● **Exercise prompt**
For each statement, answer yes or no on whether the forum thread about Tiger Woods supports it, and quote the thread's deciding words. 1. The Abu Dhabi Golf Championship begins on the 26th of January. 2. Tiger Woods is being paid an appearance fee of 5 million dollars. 3. ccr would rather follow better players who have fewer people following them.

● **Given text**
══════════════════════════════

# Tiger is COMING!



## Dubai_NewKid (Feb 17, 2011)

Hi guys, i am so looking forward to the ABU DHABI GOLF CHAMPIONSHIP starting on the 26th of Jan.

there is a great line up of players who are participating, but the one that i want to see and follow is TIGER WOODS!

Anyone interested in watching some great golf......

The game is on!


----------



## Felixtoo2 (Jan 16, 2009)

He`s getting paid an appearance fee of 3 million dollars, not bad for a weeks golf!!


----------



## ccr (Jun 20, 2010)

Dubai_NewKid said:


> ...the one that i want to see and follow is TIGER WOODS!


You meant... KITTEN WOODS 

I like him, but rather follow better players with less people following so could get closer and see more.


----------



## Dubai_NewKid (Feb 17, 2011)

however you might wanna put him down....i reckon he's one of the greatest athlete's....he deserves every bit of the 3 mil!
So r u guys headng out?


----------



## Rutilius (Jan 22, 2011)

Dubai_NewKid said:


> ....i reckon he's one of the greatest athlete's....he deserves every bit of the 3 mil!
> So r u guys headng out?

══════════════════════════════

Dataset items
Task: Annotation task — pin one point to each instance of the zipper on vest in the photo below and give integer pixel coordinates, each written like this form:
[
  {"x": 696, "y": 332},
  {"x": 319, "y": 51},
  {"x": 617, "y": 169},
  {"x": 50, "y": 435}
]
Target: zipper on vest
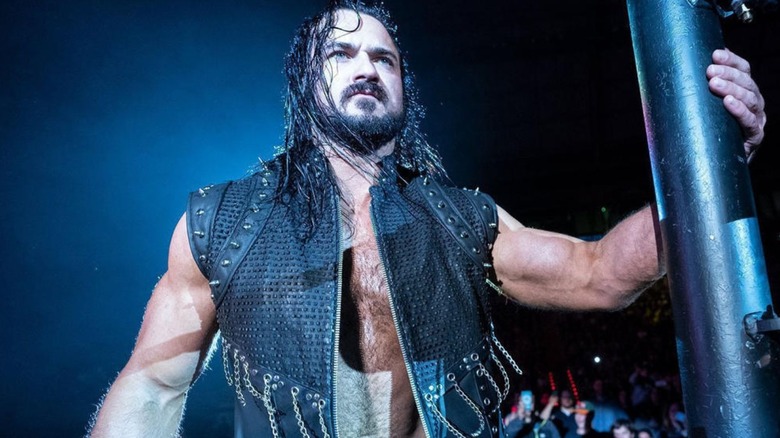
[
  {"x": 337, "y": 324},
  {"x": 404, "y": 353}
]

══════════════════════════════

● **Reply to the task**
1. Yes: "starting on the 26th of Jan."
2. No: "He`s getting paid an appearance fee of 3 million dollars"
3. Yes: "rather follow better players with less people following so could get closer and see more."